Those with the genetic mutation have what is called a '32-bp deletion,' which means the gene known as chemokine receptor 5, or CCR5, isn't fully expressed, according to the study. This gene partially regulates the inflammatory response of the immune system, researchers said, so those with the mutation did not react to HIV the same way, preserving their T-cells and fighting infection as normal.
The mutation has been used as the key to multiple HIV treatments, including transplanting donor cells, according to the study. This includes a recent case where donor cells transplanted into a female patient led to her being potentially 'cured' of the disease.
Previous research tracking the CCR5 mutation narrowed its origin down to European groups between 5250 and 1690 B.C., and there were spikes when more people had the mutation during the Black Death pandemic and during the late medieval period, according to the study.
But this wasn't back far enough.
Finding the source
Researchers analyzed the genetic code of 934 ancient human remains and compared it to 2,504 present-day genomes, according to the study. This allowed the team to narrow the field to a more specific time and region of the world.
From this genetic data, the researchers developed an AI method that could identify the mutation in ancient bones, according to the release.
'By looking at this large dataset, we can determine where and when the mutation arose. For a period, the mutation is completely absent, but then it suddenly appears and spreads incredibly quickly,' study author Kirstine Ravn said in the release. 'When we combine this with our knowledge of human migration at the time, we can also pinpoint the region where the mutation originated.'
All lines came back to one point — a single person living close to the Black Sea as many as 9,000 years ago, which includes the early Stone Age and the Viking Age, researchers said. All modern-day carriers of the mutation are descendants of this individual.
'It turns out that the variant arose in one individual who lived in an area near the Black Sea between 6,700 and 9,000 years ago,' study author Simon Rasmussen said in the release. 'HIV is a relatively new disease — less than 100 years old — so it's almost coincidental and very fascinating that a genetic variation that arose thousands of years ago also protects against a modern virus like HIV.'
An ancient coincidence
It is merely a coincidence that the ancient mutation has the HIV-preventing effect now, researchers said, but the general impact on the immune system caused by the mutation may be why it survived in generation after generation.

— Problems to solve —
a. In the CCR5 mutation article, how many ancient human remains did the researchers analyze?
b. Continue the CCR5 mutation article, starting after its last sentence.

Saved entries
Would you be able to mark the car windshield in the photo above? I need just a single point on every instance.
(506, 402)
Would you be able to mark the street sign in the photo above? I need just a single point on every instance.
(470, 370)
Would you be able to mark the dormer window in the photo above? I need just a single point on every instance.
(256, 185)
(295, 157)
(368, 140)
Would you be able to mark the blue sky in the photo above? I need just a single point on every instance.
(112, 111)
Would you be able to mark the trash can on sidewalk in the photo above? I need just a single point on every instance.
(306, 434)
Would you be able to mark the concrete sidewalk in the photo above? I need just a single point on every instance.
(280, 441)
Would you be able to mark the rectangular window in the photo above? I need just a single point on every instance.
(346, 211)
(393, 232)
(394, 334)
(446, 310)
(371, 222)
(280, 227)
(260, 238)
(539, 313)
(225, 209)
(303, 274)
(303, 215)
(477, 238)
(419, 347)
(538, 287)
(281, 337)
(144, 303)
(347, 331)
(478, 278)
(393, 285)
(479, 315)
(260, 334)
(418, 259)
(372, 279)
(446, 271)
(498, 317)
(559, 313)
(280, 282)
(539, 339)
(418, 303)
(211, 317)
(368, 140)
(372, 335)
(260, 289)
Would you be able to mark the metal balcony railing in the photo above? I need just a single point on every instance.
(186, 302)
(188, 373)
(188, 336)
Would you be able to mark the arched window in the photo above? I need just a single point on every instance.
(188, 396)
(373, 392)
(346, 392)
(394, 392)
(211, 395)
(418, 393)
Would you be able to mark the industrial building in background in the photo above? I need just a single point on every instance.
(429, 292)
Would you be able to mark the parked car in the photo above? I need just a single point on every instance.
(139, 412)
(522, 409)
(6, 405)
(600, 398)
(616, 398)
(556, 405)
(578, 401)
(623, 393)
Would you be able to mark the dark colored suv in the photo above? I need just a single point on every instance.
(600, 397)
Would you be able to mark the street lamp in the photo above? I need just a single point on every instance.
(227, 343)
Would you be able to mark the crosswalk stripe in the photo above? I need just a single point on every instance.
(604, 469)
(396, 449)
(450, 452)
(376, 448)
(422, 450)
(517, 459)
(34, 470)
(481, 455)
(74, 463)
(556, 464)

— Answers given —
a. 934

b.
'People with this mutation were better at surviving, likely because it dampened the immune system during a time when humans were exposed to new pathogens,' study author Leonardo Cobuccio said in the release.
Researchers said as people transition from widespread hunter and gatherer communities to close-knit agricultural communities, they are exposed to new infectious diseases.
The mutation disrupts the immune response, which they say sounds bad, but would actually prevent diseases that cause extreme damage to the immune system from being so effective, according to the release.
'An overly aggressive immune system can be deadly — think of allergic reactions or severe cases of viral infections like COVID-19, where the immune system often causes the damage that kills patients,' researchers explained.
Those with the mutation would have had a 'more balanced immune system,' which would have been 'advantageous' and thus allowed the mutation to persist to modern day, according to the release.
The research was conducted through the Novo Nordisk Foundation Center for Basic Metabolic Research, at the University of Copenhagen in Denmark.
The research team includes Ravn, Cobuccio, Rasmussen, Rasa Audange Muktupavela, Jonas Meisner, Lasse Schnell Danielsen, Michael Eriksen Benros, Thorfinn Sand Korneliussen, Martin Sikora, Eske Willerslev, Morten E. Allentoft and Evan K. Irving-Pease.